##### Extract provided #####

[LLVMdev] identifying all dependent instructions through multi-levels of def-use relationship
John Criswell
criswell at illinois.edu
Wed May 4 17:20:00 PDT 2011
Dear Chuck,
I haven't read all of the details, but it seems that what you need to do
is to clone defs before you clone any uses of the def. To do that, you
want to iterate over the instructions in dominator-tree order.
To do that, you first construct the dominator tree (there is an LLVM
analysis pass that does that). Then, you iterate over the basic blocks
in the dominator tree from the root of the tree to the bottom; make sure
you process each basic block before processing any of its children.
When you process a basic block, you clone the instructions in that basic
block.

##### Provided material #####

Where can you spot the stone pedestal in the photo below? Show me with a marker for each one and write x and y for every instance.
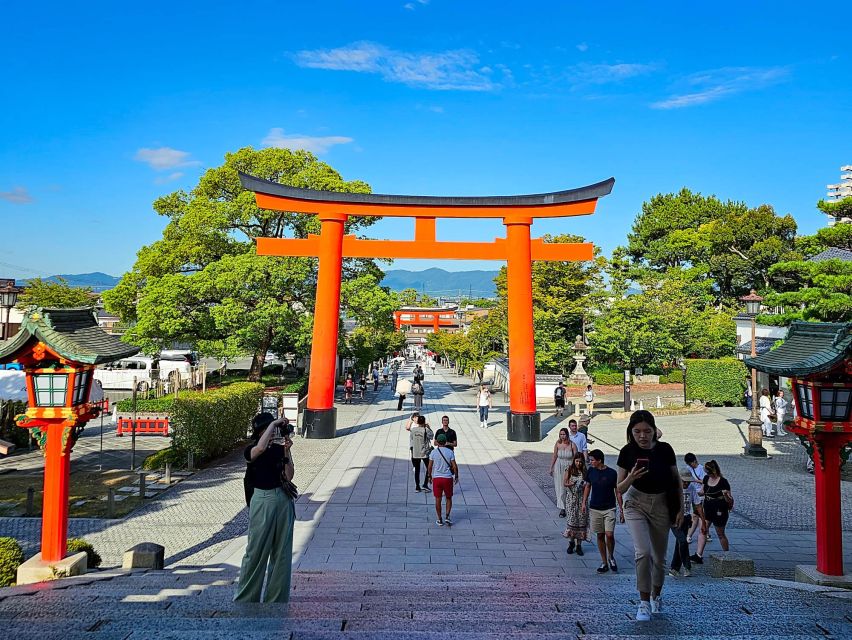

#####

- Stated goal A: According to the mailing-list reply about cloning instructions, in what order should the basic blocks in the dominator tree be visited?
- Stated goal B: Pick up the mailing-list reply about cloning instructions right after its last sentence and keep writing it.
The listing has nothing to do with what comes next.

- Final answer A: From the root of the tree down to the bottom, with each basic block handled before any of its children.

- Final answer B:
This ensures that you process all defs before uses in a def-use chain
for everything except phi-nodes. Phi-nodes are special because they are
not dominated by their inputs. If your phi-node copying is simple, you
want to create a dummy phi-node whose inputs are all undef. After
you've finished copying all instructions, you go back and change the
operands of the phi-nodes to be what you want them to be.
The above works well for simple cases in which knowing where to insert
phi-nodes is easy (e.g., you are inserting instrumentation in such a way
that you are adding a phi-node that mirrors an existing phi-node within
the program). Knowing where to put phi-nodes can be difficult in
general. For such cases, you should make alloca'ed memory locations for
each variable you are adding in the program. You then use load/store
instructions to read/write the data into/out of SSA variables,
eliminating the need to add phi-nodes. Then, when your pass is
finished, run the mem2reg pass; it will convert your alloca'ed variables
into SSA virtual registers and insert phi-nodes for you.
As an aside, knowing how the SSA construction algorithm works is what
led me to understand how to visit defs before uses in LLVM IR. I
recommend reading Cytron et. al.'s paper
(http://portal.acm.org/citation.cfm?id=115320).
-- John T.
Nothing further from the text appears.